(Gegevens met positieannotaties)
________________________

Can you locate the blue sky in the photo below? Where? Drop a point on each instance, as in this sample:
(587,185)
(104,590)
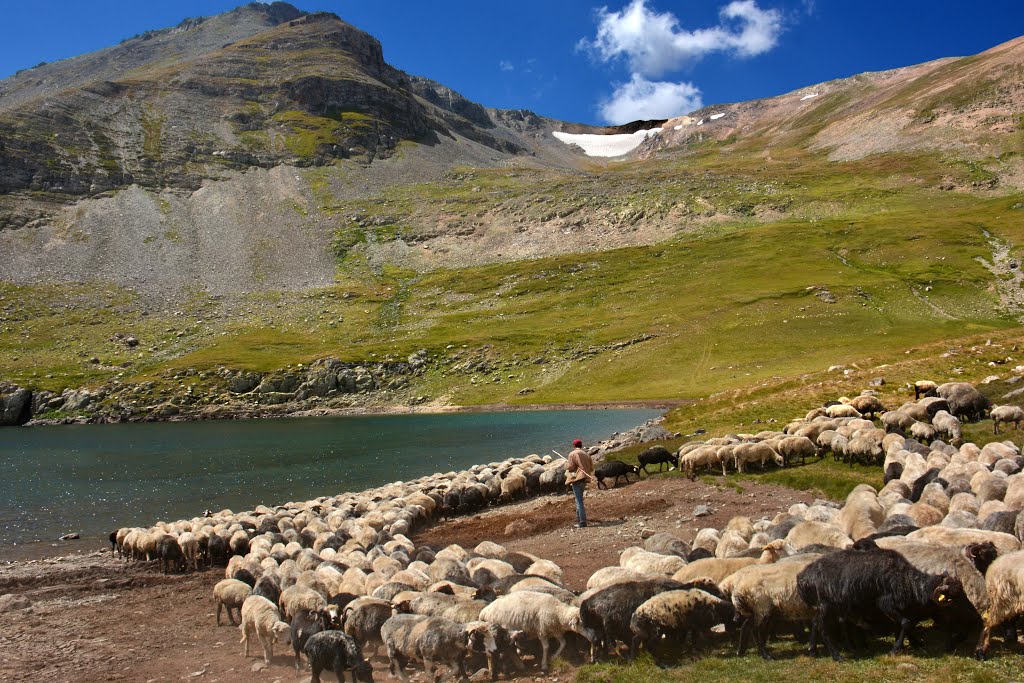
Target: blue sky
(586,60)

________________________

## OPDRACHT
Geef alle regels van de gegevens hierboven opnieuw, de verzoeken inbegrepen, en verschuif daarbij elke coördinaat in de antwoorden door er 60 bij op te tellen, terwijl de getallen in de verzoeken en in de voorbeeldnotatie gelijk blijven. Laat de afbeeldingen weg.

## VOLLEDIG ANTWOORD
Can you locate the blue sky in the photo below? Where? Drop a point on each instance, as in this sample:
(587,185)
(104,590)
Target: blue sky
(646,120)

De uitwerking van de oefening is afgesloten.